→ **TO DO**:
Express the lines below as a JSON list of strings, with one string per line and any blank lines omitted.

Items from a dataset:
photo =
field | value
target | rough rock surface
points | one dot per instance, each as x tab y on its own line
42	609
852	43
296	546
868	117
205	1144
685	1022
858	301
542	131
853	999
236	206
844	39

→ **REPLY TO THE TASK**:
[
  "photo =",
  "field | value",
  "target | rough rock surface",
  "points | one dot per instance, each as x tab y on its own line",
  "42\t609",
  "852\t43",
  "296\t546",
  "868\t117",
  "205\t1144",
  "685\t1022",
  "858\t301",
  "542\t131",
  "853\t999",
  "236\t206",
  "844\t39"
]